INFORMATION SHOWN »
-- start --

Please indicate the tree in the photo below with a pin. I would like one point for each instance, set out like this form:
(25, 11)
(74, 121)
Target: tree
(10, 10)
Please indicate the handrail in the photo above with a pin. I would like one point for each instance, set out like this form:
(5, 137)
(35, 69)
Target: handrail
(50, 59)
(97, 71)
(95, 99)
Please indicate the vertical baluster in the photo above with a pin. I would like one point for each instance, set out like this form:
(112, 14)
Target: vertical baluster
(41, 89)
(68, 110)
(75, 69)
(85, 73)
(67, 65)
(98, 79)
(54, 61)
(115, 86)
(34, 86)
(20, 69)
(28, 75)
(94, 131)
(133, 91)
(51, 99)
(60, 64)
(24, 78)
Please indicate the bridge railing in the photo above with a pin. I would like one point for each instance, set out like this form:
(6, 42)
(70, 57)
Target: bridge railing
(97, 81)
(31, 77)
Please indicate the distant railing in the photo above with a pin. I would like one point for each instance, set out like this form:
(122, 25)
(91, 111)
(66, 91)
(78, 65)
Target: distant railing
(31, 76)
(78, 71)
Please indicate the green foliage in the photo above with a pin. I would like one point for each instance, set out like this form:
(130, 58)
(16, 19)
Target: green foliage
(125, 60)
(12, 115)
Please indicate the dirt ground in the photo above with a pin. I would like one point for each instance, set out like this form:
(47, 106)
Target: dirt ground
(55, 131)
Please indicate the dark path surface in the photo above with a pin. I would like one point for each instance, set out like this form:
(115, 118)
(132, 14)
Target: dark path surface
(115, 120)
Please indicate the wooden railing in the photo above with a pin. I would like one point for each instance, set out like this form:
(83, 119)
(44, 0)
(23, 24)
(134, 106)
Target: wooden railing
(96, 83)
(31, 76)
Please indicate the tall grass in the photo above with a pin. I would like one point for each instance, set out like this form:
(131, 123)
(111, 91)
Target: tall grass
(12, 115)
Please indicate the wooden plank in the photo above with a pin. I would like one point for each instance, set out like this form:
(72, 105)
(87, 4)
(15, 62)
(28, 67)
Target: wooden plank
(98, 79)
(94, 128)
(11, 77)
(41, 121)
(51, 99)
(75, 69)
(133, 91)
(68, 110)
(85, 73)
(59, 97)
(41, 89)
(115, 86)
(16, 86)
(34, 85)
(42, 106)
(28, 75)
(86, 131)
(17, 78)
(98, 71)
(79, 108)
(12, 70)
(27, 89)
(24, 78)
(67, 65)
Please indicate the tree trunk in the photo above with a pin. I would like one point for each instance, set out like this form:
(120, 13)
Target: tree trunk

-- end --

OBJECTIVE »
Go back to the data above and please quote exactly, and only, the lines from the line with "Please indicate the wooden railing" through its last line.

ANSWER IN FULL »
Please indicate the wooden railing in the photo above with a pin. I would like one point for each instance, set out like this form:
(83, 119)
(44, 0)
(23, 24)
(134, 106)
Target: wooden railing
(96, 83)
(31, 76)
Please indicate the tall grass in the photo above with a pin. I would like one point for each instance, set out like this form:
(131, 123)
(111, 91)
Target: tall grass
(12, 115)
Please indicate the wooden plank in the photo above with a pin. I would like one point for each instance, set out like this form:
(72, 105)
(87, 4)
(15, 62)
(28, 67)
Target: wooden plank
(98, 79)
(94, 128)
(11, 77)
(41, 121)
(51, 99)
(75, 69)
(133, 91)
(68, 110)
(85, 73)
(59, 97)
(41, 89)
(115, 86)
(16, 86)
(34, 85)
(42, 106)
(28, 75)
(86, 131)
(17, 78)
(98, 71)
(79, 108)
(12, 70)
(27, 89)
(24, 78)
(67, 65)
Please indicate the tree trunk in the photo above with a pin. I would like one point for each instance, set out like this form:
(120, 13)
Target: tree trunk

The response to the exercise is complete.